**TEXTE À LIRE**.
Articles tagués : henri verneuil

Le Président d’Henri Verneuil

Tourné d’après le roman de Georges Simenon écrit en 1957, un brin arrangé, ce film tombe en porte-à-faux. Il raconte la politique politicienne de la IVe République, ses combinaisons de couloir, son affairisme, le je-m’en-foutisme général pour l’intérêt général qu’un général, justement, va balayer d’un revers de képi en 1958. Des pratiques « parlementaires » qui sont un nœud d’égoïsmes, dont le parti écologiste français donne d’ailleurs de nos jours la meilleure illustration. Ce ne sont que postures, répliques de théâtre moralisateur, egos surdimensionnés, n’oubliant surtout jamais leurs petits intérêts particuliers.

**LIGNES DE DONNÉES**.
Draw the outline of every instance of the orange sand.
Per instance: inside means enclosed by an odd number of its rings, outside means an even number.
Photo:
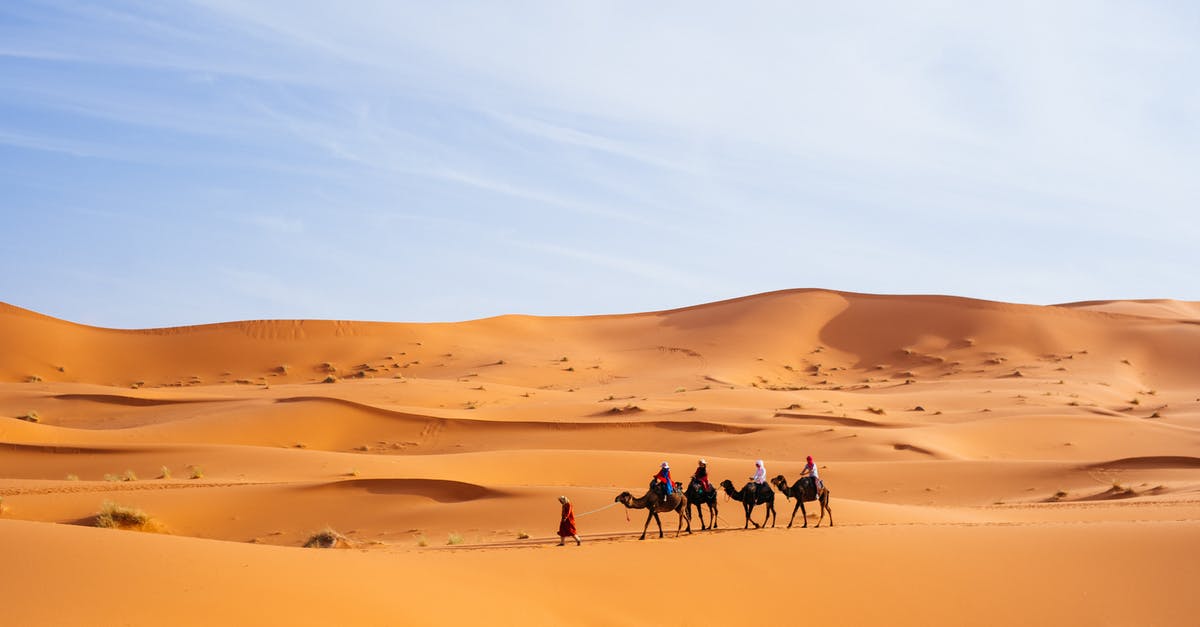
[[[1193,625],[1198,322],[1200,303],[806,289],[146,330],[0,304],[0,615]],[[638,542],[644,510],[606,508],[661,460],[740,485],[755,459],[794,479],[806,454],[833,527],[808,503],[810,529],[787,529],[779,495],[776,526],[743,531],[722,497],[718,531],[676,538],[668,514]],[[560,494],[581,548],[554,547]],[[106,501],[168,533],[92,527]],[[326,526],[352,548],[300,548]]]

**À FAIRE**. Dans le texte sur le film Le Président, reprenez le passage allant de « Tourné d’après le » jusqu'à « petits intérêts particuliers. » inclus, en substituant « la Quatrième République » à « la IVe République ».

**TÂCHE TERMINÉE**.
Tourné d’après le roman de Georges Simenon écrit en 1957, un brin arrangé, ce film tombe en porte-à-faux. Il raconte la politique politicienne de la Quatrième République, ses combinaisons de couloir, son affairisme, le je-m’en-foutisme général pour l’intérêt général qu’un général, justement, va balayer d’un revers de képi en 1958. Des pratiques « parlementaires » qui sont un nœud d’égoïsmes, dont le parti écologiste français donne d’ailleurs de nos jours la meilleure illustration. Ce ne sont que postures, répliques de théâtre moralisateur, egos surdimensionnés, n’oubliant surtout jamais leurs petits intérêts particuliers.